## Exercise aim:
Look through the records and copy each line that has "metal" in it.
┄┄┄┄┄┄
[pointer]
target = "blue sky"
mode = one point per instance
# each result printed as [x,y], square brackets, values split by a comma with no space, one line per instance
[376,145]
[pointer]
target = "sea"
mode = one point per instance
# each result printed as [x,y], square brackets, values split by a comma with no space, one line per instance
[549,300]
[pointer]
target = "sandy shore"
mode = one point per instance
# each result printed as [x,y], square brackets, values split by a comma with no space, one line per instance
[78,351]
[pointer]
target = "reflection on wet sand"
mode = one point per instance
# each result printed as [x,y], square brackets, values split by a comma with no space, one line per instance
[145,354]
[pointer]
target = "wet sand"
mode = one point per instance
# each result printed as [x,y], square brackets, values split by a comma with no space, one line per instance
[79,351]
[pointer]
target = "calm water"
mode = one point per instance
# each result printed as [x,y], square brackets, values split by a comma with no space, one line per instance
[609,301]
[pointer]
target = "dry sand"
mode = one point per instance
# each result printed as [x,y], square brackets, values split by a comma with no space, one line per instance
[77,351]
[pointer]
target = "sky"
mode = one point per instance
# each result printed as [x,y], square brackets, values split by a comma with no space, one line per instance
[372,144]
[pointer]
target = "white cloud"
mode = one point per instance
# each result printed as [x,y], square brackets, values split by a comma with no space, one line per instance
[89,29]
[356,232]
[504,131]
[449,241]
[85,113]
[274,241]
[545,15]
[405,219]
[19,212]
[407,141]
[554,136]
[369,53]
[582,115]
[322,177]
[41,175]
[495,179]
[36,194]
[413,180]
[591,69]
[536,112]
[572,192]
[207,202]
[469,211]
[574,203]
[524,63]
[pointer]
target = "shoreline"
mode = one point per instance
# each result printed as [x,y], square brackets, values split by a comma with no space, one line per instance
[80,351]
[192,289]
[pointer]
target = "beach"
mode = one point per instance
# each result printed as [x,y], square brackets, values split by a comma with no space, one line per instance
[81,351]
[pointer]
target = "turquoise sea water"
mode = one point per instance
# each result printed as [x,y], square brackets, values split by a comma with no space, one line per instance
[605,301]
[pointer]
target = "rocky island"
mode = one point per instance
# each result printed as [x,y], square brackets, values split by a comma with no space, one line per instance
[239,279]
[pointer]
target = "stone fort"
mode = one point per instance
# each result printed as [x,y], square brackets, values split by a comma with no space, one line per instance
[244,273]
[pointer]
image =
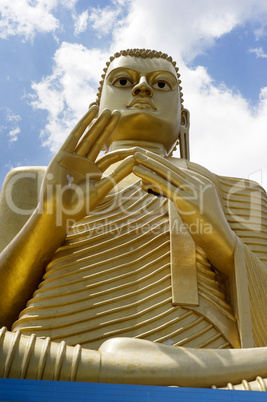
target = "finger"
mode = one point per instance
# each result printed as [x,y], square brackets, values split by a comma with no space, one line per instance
[115,156]
[91,136]
[100,141]
[72,140]
[109,182]
[78,165]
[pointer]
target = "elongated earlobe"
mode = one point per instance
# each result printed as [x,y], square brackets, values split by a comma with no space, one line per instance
[184,135]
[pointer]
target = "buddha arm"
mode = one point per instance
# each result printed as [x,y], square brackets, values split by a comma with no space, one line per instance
[23,261]
[125,360]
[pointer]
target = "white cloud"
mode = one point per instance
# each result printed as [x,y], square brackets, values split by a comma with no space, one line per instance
[67,93]
[26,18]
[259,52]
[228,135]
[13,134]
[81,22]
[103,20]
[184,28]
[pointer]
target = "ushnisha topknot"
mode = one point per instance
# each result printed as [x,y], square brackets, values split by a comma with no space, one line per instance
[144,53]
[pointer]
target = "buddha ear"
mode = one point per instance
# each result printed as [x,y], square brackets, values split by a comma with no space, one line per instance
[184,134]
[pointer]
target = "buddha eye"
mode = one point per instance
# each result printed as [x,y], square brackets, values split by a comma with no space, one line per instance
[162,85]
[122,82]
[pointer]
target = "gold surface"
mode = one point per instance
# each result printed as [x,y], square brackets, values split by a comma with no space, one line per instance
[101,283]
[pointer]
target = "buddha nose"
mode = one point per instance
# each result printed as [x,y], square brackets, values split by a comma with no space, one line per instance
[142,87]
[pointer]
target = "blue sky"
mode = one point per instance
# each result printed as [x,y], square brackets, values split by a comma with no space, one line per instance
[53,52]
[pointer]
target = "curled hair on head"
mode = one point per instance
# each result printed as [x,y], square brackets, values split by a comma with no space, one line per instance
[183,139]
[145,54]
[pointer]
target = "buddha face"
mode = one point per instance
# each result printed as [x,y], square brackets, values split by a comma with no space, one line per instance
[146,92]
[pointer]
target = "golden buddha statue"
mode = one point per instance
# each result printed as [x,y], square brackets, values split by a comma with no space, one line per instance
[133,267]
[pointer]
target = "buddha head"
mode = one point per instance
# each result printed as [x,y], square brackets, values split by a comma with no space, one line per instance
[144,86]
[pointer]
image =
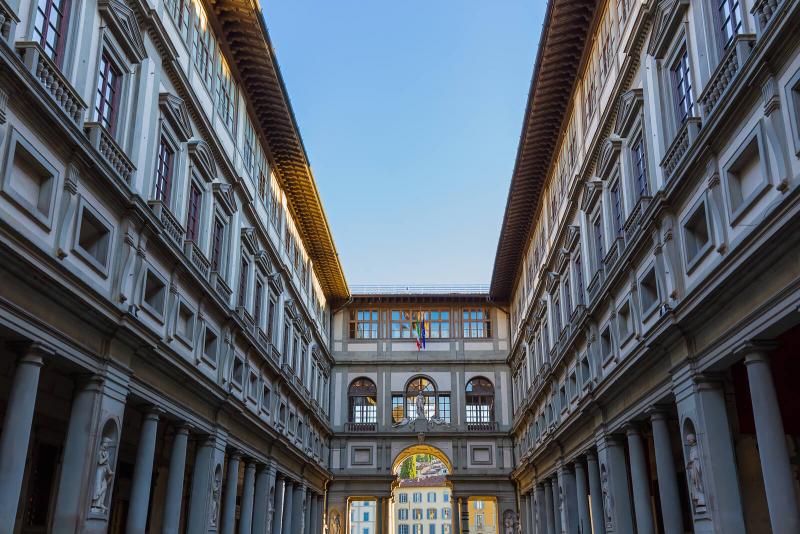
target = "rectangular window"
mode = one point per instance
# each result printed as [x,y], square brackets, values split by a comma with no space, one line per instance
[616,210]
[107,96]
[226,94]
[682,84]
[204,47]
[640,168]
[164,171]
[243,268]
[730,20]
[476,323]
[50,26]
[363,324]
[216,244]
[193,213]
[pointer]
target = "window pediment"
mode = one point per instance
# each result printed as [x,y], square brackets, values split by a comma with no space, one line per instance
[123,24]
[174,110]
[667,16]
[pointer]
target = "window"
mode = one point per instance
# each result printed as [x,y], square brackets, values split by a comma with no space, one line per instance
[616,210]
[444,408]
[476,323]
[682,83]
[362,397]
[193,212]
[640,167]
[420,386]
[164,170]
[204,47]
[599,247]
[50,26]
[480,401]
[729,17]
[244,267]
[363,324]
[107,96]
[648,291]
[696,235]
[226,94]
[217,238]
[180,12]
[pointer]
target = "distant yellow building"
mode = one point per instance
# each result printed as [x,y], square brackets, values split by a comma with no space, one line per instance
[482,516]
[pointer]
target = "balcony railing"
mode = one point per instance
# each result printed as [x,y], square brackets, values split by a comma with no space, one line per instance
[108,148]
[51,79]
[196,257]
[764,12]
[726,71]
[680,146]
[360,427]
[8,22]
[487,426]
[169,222]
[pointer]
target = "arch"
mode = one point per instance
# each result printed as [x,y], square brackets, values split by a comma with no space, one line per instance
[421,449]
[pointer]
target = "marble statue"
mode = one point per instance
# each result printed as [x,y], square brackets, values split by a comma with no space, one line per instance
[694,472]
[608,502]
[103,477]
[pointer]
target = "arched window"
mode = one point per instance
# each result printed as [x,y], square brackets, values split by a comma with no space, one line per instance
[415,387]
[480,402]
[362,397]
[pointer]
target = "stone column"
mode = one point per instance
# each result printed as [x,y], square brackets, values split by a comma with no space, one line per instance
[297,508]
[598,521]
[177,468]
[569,499]
[640,482]
[277,506]
[204,502]
[288,507]
[77,464]
[541,517]
[248,492]
[142,474]
[671,512]
[582,498]
[265,486]
[307,512]
[616,501]
[775,463]
[16,432]
[549,507]
[228,519]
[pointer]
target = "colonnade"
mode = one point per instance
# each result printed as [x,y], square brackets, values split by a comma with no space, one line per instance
[272,500]
[607,487]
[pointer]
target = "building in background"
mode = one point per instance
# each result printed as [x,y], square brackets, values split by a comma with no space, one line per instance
[180,351]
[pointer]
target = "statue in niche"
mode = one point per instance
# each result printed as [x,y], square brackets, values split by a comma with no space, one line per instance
[103,476]
[336,524]
[608,502]
[216,489]
[694,472]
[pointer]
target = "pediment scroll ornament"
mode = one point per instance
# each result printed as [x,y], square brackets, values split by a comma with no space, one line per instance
[173,108]
[123,24]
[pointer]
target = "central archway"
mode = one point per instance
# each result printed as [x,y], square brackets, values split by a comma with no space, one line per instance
[421,501]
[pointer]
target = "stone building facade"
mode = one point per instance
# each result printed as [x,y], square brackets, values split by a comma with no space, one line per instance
[180,351]
[649,255]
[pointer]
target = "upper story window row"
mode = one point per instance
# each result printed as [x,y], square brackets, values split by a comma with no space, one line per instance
[442,323]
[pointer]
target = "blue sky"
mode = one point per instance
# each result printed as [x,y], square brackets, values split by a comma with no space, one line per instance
[411,113]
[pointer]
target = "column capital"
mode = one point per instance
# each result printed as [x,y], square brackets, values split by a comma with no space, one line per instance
[754,351]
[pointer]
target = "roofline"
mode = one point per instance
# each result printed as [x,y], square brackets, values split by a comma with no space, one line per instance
[510,248]
[282,134]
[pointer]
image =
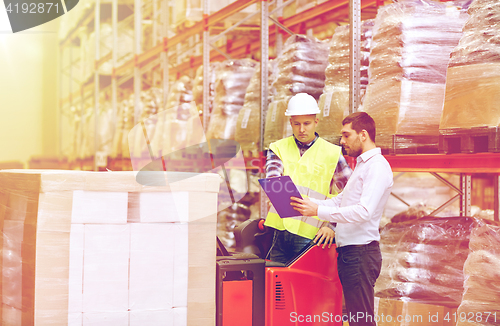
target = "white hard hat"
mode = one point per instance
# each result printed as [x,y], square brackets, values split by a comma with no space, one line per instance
[302,104]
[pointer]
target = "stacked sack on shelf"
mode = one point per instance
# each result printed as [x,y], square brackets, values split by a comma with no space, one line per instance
[423,260]
[125,44]
[248,124]
[300,69]
[334,102]
[412,42]
[151,105]
[171,131]
[195,133]
[233,78]
[98,248]
[473,79]
[128,135]
[124,123]
[482,279]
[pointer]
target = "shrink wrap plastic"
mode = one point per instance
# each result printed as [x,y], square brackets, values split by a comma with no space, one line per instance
[171,126]
[83,131]
[248,124]
[473,80]
[412,42]
[233,78]
[299,69]
[334,102]
[480,42]
[151,103]
[124,49]
[482,278]
[423,260]
[97,246]
[198,88]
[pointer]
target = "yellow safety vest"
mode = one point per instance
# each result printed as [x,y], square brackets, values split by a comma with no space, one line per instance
[312,173]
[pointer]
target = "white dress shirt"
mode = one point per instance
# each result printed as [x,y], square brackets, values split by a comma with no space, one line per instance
[358,209]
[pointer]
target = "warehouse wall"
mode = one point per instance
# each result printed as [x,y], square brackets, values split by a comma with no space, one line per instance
[28,92]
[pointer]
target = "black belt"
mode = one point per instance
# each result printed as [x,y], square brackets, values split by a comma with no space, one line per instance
[365,246]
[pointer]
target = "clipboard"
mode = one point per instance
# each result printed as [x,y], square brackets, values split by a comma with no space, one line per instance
[279,190]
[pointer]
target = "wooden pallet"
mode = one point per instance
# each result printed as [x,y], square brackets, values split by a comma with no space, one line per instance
[410,144]
[474,140]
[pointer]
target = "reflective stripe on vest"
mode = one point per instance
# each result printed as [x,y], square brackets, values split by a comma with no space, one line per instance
[312,173]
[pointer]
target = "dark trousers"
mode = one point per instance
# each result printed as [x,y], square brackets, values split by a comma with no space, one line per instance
[286,246]
[359,268]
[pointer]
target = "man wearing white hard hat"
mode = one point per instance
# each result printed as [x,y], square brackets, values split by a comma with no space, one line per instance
[318,169]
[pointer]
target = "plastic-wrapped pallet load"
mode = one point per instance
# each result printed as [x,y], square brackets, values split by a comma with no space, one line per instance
[233,78]
[151,103]
[334,102]
[473,80]
[482,279]
[105,133]
[423,260]
[180,95]
[124,123]
[195,134]
[412,42]
[300,69]
[248,124]
[97,248]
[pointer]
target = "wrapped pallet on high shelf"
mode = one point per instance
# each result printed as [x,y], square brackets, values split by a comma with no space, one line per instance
[471,108]
[124,123]
[248,124]
[185,13]
[98,248]
[233,78]
[300,69]
[480,299]
[198,96]
[423,260]
[151,104]
[125,45]
[334,102]
[412,42]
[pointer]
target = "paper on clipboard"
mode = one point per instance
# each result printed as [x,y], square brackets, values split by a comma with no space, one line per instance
[279,190]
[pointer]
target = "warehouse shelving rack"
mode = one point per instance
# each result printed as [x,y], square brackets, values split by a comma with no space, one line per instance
[161,54]
[164,54]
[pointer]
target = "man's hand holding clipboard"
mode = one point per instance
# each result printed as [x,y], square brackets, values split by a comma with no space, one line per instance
[286,198]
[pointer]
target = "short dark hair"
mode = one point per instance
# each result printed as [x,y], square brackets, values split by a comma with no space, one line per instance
[361,121]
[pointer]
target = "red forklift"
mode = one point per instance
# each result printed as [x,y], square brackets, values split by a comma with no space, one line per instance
[252,291]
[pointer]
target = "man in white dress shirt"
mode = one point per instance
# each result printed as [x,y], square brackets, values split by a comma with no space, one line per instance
[357,212]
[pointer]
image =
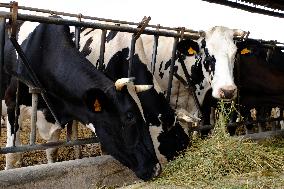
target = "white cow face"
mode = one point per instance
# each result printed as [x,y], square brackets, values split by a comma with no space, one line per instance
[214,60]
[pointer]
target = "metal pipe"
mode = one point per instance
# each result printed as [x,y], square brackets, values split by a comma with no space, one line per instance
[61,21]
[168,97]
[7,5]
[2,45]
[34,92]
[154,55]
[69,131]
[74,127]
[132,51]
[77,149]
[102,49]
[27,148]
[77,37]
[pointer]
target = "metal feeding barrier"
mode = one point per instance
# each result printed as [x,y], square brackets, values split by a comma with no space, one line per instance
[136,28]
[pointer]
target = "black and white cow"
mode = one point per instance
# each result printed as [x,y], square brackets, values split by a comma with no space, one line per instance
[261,77]
[210,61]
[77,91]
[168,128]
┄┄┄┄┄┄
## Written solution:
target = "metal pipe"
target = "metal feeding barrier"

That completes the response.